*EXERCISE GOAL*. Can you reproduce the data below word for word, covering the stretch from the line containing "the black faucet" through the final line of the data, both included?

*DATASET EXTRACT*.

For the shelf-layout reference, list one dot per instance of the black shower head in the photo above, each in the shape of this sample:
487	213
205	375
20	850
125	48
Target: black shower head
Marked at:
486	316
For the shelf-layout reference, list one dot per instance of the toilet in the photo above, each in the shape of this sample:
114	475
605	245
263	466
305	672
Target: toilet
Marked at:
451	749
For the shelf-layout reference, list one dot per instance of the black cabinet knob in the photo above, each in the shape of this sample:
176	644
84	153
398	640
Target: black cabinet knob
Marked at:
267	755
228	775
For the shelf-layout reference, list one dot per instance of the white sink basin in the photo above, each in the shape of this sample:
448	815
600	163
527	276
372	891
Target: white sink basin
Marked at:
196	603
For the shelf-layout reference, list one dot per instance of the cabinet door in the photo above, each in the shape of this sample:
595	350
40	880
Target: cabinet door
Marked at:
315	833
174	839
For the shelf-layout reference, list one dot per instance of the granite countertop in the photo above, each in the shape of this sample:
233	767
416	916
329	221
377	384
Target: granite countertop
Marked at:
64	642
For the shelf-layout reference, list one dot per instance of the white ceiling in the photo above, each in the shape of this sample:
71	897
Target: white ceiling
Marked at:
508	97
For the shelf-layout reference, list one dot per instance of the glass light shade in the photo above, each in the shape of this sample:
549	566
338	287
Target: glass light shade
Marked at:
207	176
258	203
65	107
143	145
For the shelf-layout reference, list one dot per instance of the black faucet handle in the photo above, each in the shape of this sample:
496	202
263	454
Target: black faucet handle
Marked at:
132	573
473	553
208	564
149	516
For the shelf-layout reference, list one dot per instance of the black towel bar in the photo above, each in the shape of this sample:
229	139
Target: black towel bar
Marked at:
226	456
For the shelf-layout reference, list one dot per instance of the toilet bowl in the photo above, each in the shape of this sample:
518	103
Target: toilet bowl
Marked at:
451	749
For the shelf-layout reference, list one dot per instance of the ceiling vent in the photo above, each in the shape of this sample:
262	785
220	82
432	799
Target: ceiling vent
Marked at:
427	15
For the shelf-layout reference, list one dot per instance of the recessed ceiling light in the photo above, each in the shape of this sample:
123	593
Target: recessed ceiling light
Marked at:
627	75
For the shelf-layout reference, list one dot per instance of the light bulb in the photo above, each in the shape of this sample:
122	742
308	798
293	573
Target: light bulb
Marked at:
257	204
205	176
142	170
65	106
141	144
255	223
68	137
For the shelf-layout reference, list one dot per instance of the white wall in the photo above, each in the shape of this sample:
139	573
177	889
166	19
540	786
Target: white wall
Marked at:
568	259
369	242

*RESULT FOR THIS TASK*.
For the shelf-layout reference, list one dot per instance of the black faucet handle in the photo above, each in the shape of this sample:
496	202
263	454
Target: black faucet handle
Marked at:
132	573
473	553
208	564
149	516
For the shelf-layout reference, list one dot per instance of the black towel bar in the photo above, each in the shape of this sample:
229	139
Target: black towel bar
Marked at:
226	456
For the shelf-layout reference, list one dot per instance of the toilet bowl in the photo above, each in the shape of this sample:
518	103
Target: toilet bowl
Marked at:
451	749
For the shelf-layout reference, list one dot per instance of the ceiling vent in the photo above, each in the shape of this sample:
262	785
220	82
432	799
Target: ceiling vent
Marked at:
427	15
For the shelf-layout reference, list one dot per instance of the recessed ceiling light in the photo above, each in the shape of this sample:
123	593
Target: recessed ceiling light
Marked at:
627	75
For the shelf-layout reference, list one dot per instance of the light bulb in the photo above, each in the shape of this sample:
122	742
308	798
293	573
Target: light bulb
Marked at:
257	204
205	176
142	170
65	106
141	144
255	223
68	137
For the shelf-layout reference, list one dot per instance of the white wall in the photo above, each in the shape of this sample:
139	573
177	889
166	19
540	786
Target: white wall
Marked at:
568	259
369	242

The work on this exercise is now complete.